(Exercise material)
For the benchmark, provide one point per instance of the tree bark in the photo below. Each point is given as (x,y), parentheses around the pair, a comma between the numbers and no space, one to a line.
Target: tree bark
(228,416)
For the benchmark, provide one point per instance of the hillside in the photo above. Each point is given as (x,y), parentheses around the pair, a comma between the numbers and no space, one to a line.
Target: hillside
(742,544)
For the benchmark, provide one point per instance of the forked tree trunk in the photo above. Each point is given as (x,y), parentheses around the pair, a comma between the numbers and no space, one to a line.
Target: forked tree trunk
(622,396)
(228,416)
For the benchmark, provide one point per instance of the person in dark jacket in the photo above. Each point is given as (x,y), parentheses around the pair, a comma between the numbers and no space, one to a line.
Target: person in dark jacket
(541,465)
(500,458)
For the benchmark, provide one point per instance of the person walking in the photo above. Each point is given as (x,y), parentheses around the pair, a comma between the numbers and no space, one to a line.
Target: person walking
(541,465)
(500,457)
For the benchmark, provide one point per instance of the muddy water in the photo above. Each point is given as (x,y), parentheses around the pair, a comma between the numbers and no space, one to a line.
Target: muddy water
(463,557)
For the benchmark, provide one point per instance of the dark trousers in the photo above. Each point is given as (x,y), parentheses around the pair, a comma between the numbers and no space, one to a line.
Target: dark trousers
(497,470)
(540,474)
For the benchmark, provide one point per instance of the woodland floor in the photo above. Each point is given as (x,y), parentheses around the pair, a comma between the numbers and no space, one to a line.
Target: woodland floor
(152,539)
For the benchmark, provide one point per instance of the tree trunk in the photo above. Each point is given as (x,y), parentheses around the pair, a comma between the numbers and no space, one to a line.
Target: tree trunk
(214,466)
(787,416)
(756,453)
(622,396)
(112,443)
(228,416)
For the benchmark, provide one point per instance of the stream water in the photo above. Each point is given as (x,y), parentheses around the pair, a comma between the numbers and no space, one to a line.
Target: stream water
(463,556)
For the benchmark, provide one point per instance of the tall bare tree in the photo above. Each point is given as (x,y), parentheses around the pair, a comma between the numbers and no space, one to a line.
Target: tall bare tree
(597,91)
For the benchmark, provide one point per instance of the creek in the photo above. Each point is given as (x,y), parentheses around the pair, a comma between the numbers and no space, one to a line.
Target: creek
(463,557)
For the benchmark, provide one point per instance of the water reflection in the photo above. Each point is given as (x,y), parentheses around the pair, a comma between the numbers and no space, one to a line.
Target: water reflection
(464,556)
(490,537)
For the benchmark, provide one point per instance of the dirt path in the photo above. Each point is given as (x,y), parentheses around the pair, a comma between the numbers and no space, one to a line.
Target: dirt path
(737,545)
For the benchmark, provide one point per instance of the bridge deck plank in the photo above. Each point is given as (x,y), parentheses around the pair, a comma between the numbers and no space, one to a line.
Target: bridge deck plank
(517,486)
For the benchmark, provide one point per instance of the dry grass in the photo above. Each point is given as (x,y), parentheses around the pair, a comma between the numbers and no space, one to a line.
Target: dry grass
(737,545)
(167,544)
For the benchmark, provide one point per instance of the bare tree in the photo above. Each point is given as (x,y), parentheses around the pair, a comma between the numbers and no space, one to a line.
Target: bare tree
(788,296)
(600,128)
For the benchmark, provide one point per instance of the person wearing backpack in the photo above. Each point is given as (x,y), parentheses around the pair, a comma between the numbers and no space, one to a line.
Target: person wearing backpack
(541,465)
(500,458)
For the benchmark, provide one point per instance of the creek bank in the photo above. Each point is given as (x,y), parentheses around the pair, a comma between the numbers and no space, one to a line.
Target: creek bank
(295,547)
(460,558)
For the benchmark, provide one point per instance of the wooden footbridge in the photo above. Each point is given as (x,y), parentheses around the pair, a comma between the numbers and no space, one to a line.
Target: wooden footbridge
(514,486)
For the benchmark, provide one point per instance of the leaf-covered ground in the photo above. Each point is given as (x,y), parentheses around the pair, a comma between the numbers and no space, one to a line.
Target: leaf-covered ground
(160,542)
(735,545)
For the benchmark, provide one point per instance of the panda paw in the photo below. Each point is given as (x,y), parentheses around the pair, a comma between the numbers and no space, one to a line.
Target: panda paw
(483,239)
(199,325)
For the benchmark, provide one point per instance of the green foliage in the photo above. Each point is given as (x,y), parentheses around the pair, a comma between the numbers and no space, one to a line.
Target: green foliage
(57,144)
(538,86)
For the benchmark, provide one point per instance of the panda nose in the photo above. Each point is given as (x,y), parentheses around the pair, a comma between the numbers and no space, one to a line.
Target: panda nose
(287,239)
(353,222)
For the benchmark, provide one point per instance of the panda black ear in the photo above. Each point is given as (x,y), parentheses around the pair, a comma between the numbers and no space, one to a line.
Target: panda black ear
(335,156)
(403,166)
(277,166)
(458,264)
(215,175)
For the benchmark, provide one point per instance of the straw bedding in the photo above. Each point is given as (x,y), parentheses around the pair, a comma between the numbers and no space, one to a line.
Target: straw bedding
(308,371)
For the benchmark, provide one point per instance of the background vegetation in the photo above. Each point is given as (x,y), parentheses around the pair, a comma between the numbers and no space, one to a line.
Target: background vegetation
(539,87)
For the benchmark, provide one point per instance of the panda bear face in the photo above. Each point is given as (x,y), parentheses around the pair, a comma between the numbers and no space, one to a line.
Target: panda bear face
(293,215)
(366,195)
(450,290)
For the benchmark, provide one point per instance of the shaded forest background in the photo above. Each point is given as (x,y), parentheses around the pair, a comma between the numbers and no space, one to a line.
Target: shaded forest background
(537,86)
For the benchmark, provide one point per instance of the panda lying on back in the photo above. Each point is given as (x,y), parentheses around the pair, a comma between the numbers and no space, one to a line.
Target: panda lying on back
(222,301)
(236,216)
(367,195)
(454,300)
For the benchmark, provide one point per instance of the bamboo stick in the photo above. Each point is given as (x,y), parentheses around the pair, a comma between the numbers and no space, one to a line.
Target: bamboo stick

(Given request) Transcribe the data above in full, exactly.

(Answer to the problem)
For the benchmark, provide one point per instance of the tree bark in the photo below. Each point is given as (x,y), parentheses around the pair, a comma between the numbers and no space, one to a line.
Target: tree bark
(228,416)
For the benchmark, provide one point per instance of the hillside in the photo above. Each point is given as (x,y), parentheses around the pair, a comma between the numbers and no space, one to a line.
Target: hillside
(742,544)
For the benchmark, provide one point per instance of the forked tree trunk in the photo above. Each point is given as (x,y), parentheses around the pair, a comma between the numbers and no space, one to a line.
Target: forked tree trunk
(622,396)
(228,416)
For the benchmark, provide one point per instance of the person in dark jacket in the photo above. Each point is given as (x,y), parentheses around the pair, a comma between the numbers and no space, one to a line.
Target: person in dark jacket
(541,465)
(500,458)
For the benchmark, provide one point per instance of the person walking in the photo above. Each point is given as (x,y), parentheses around the pair, a comma between the numbers and no space, one to a line.
Target: person walking
(541,465)
(500,457)
For the benchmark, provide one point per instance of the muddy water in the photo above. Each point is given as (x,y), parentheses around the pair, a comma between the numbers and no space, one to a line.
Target: muddy water
(463,557)
For the benchmark, provide one point per instance of the dark trousers in the photo above. Each point is given as (x,y), parentheses around the pair, a comma between the numbers and no space, one to a line.
Target: dark trousers
(497,470)
(540,474)
For the benchmark, provide one point per instance of the woodland floor in the photo above. Each point is given as (x,y), parentheses around the pair, a comma between the numbers and no space, one to a line.
Target: woodland floor
(152,539)
For the benchmark, provide one point per instance of the tree trunk in the photo above. Each point is given as (x,y), parentheses around the pair, a comma between the numbers and no space, one to a line.
Target: tree trunk
(214,466)
(787,416)
(756,453)
(622,396)
(112,443)
(228,416)
For the benchmark, provide one point per instance of the stream water in the photo above. Each point is given as (x,y), parentheses around the pair, a comma between the numbers and no space, one to a line.
Target: stream water
(463,556)
For the benchmark, provide one point per instance of the tall bare tree in the photo above. Each point is given as (x,y), parentheses around the pair, a comma between the numbers and no space, one to a line.
Target: tall bare tree
(597,91)
For the benchmark, provide one point per instance of the creek in the photo above. Each point is given as (x,y), parentheses around the pair, a comma between the numbers and no space, one to a line.
Target: creek
(463,557)
For the benchmark, provide one point per instance of the water reflection in the photo above. Each point is given as (x,y), parentheses around the pair, a comma between the numbers and no space, one to a line.
Target: water reflection
(464,556)
(490,537)
For the benchmark, provide one point per instance of the dirt path in the photo above. Each point is given as (x,y), parentheses around the pair, a comma between the numbers and no space, one to a line.
Target: dirt path
(737,545)
For the benchmark, provide one point per instance of the bridge deck plank in the photo above. Each point is given as (x,y), parentheses around the pair, a comma between the numbers and no space, one to a line.
Target: bridge deck plank
(517,486)
For the benchmark, provide one point per instance of the dry grass in the photo above. Each point is given as (x,y), parentheses around the pair, a comma between the numbers and no space, one to a line.
Target: dry grass
(737,545)
(167,544)
For the benchmark, provide one point per instance of the bare tree in the photo above. Each point is given as (x,y), parentheses around the pair, a comma between the numbers and no space, one to a line.
Target: bare tree
(788,296)
(600,128)
For the benchmark, provide one point per instance of the person wearing backpack in the photo above. Each point is given as (x,y), parentheses around the pair, a comma between the numbers and no space, one to a line.
Target: person wearing backpack
(541,465)
(500,458)
For the benchmark, provide one point per instance of the creek bank in the photo above. Each point is given as (x,y), parentheses around the pair, a comma between the numbers and no space, one to a line.
Target: creek bank
(295,547)
(460,558)
For the benchmark, provide one point per instance of the wooden footbridge in the photo above. Each point is given as (x,y), parentheses around the pair, a comma between the numbers and no space, one to a line.
Target: wooden footbridge
(514,486)
For the benchmark, provide one point per instance of the leaf-covered ground in the photo above. Each point is given as (x,y), parentheses around the pair, a comma between the numbers and no space, one to a line.
Target: leaf-covered ground
(160,542)
(735,545)
For the benchmark, provide one point per instance of the panda paw in the photo below. Each point is given as (x,y), parentheses around the pair, a comma between the numbers and no space, one to a line.
Target: panda paw
(483,239)
(199,325)
For the benchmark, provide one point per instance of the green foliage in the photo above. Each point is given as (x,y), parentheses around the pair, a comma between the numbers and no space, one to a line.
Target: green foliage
(57,144)
(538,86)
For the benchmark, provide one point per instance of the panda nose in the photo above. Each point is given as (x,y), parentheses around the pair, a comma between the numbers and no space, one to a line.
Target: panda nose
(287,239)
(353,222)
For the benchmark, provide one point per instance of the panda black ear in the photo above. Each point is given as (x,y), parentheses around the pair, a comma between the numbers and no space, one to a line.
Target: panda black ear
(335,156)
(403,166)
(277,166)
(458,264)
(215,175)
For the benchmark, provide one point per instance of the straw bedding in the photo above. Each point is given as (x,y), parentheses around the pair, a comma between the numbers and no space, one to a line.
Target: straw bedding
(308,371)
For the benchmark, provide one point per instance of the background vegetation in the photo above. Each point is given as (x,y), parentheses around the pair, a comma between the numbers and no space, one to a line.
Target: background vegetation
(539,87)
For the benchmark, provide one point per instance of the panda bear face in the photo above. Each point is given as (x,y), parentheses around the pair, a comma between the numbers and no space, one to a line.
Target: panda bear face
(293,215)
(366,195)
(450,290)
For the benchmark, provide one point per instance of the shaded forest background in the photo above. Each point is given as (x,y), parentheses around the pair, a comma between the numbers and no space, one to a line.
Target: shaded forest background
(537,86)
For the benchmark, provide one point per instance of the panda lying on back in the photo above. Each point is given as (x,y), parentheses around the pair, a comma between the numbers and no space, one to a line.
Target: panda lying on back
(222,301)
(236,216)
(367,195)
(454,300)
For the benchmark, provide one point per instance of the bamboo stick in the photo above. Each point is given as (x,y), parentheses around the pair, a comma between the numbers and no space, one to a line.
Target: bamboo stick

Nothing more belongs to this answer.